- _Work instruction_
Search the data for the word "asked" and copy each line that has it.

Provided data: Begin

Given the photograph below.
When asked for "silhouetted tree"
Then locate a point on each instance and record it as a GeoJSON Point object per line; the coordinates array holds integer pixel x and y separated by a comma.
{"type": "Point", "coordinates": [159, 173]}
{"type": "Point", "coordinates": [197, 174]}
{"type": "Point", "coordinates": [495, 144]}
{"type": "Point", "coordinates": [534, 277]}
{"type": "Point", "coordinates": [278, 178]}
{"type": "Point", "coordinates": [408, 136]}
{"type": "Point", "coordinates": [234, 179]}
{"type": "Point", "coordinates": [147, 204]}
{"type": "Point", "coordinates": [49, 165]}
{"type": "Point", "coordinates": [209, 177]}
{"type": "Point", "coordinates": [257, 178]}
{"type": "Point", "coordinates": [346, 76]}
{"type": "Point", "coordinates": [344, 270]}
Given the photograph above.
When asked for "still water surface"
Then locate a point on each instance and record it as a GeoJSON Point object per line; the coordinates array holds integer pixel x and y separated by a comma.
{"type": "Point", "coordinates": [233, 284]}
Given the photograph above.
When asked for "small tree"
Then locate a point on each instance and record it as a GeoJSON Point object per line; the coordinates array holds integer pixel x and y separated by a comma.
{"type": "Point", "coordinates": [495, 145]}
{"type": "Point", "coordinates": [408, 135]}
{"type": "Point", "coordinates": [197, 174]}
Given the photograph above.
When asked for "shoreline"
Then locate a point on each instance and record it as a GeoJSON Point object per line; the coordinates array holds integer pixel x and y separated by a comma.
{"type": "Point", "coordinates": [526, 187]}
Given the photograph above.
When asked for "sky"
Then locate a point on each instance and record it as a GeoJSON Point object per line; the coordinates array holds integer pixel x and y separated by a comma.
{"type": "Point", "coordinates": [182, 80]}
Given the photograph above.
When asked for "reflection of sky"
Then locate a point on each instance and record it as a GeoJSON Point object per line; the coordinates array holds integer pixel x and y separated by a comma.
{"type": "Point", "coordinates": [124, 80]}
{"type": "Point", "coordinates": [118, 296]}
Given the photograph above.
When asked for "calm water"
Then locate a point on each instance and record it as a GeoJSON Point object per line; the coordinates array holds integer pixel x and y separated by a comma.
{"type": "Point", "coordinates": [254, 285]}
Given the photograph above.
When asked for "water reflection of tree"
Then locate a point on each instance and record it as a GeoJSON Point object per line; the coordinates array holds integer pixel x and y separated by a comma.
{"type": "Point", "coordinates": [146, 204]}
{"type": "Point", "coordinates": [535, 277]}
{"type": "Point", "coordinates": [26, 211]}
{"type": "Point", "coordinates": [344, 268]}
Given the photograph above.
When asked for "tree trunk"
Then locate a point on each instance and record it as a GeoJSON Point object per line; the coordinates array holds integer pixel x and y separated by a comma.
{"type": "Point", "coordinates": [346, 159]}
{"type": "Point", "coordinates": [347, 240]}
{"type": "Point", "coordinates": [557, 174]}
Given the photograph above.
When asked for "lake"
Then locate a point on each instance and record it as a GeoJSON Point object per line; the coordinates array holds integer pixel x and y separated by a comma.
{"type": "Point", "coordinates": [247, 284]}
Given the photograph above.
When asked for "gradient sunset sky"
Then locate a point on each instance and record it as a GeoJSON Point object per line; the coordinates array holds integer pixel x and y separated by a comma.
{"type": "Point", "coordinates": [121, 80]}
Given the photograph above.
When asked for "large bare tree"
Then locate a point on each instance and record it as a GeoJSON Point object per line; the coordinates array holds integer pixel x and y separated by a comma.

Provided data: End

- _Exercise result_
When asked for "silhouetted tree"
When asked for "still water surface"
When asked for "small tree"
When asked for "shoreline"
When asked for "sky"
When asked for "reflection of sky"
When asked for "calm water"
When asked for "water reflection of tree"
When asked for "tree trunk"
When asked for "lake"
When asked for "gradient sunset sky"
When asked for "large bare tree"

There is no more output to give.